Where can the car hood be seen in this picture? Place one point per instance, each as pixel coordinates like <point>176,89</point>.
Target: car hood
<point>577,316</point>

______

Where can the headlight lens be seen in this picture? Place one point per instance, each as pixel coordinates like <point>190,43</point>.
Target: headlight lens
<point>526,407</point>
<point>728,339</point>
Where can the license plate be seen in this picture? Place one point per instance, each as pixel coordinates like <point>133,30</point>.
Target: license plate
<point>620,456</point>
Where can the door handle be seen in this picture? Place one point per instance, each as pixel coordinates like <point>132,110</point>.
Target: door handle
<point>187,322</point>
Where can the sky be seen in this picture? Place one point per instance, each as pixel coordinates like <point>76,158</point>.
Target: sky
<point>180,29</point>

______

• [YOUR INSTRUCTIONS]: Among the lines of the data, some may contain the string "Place"; report how many, and nothing more.

• [TASK RESPONSE]: 5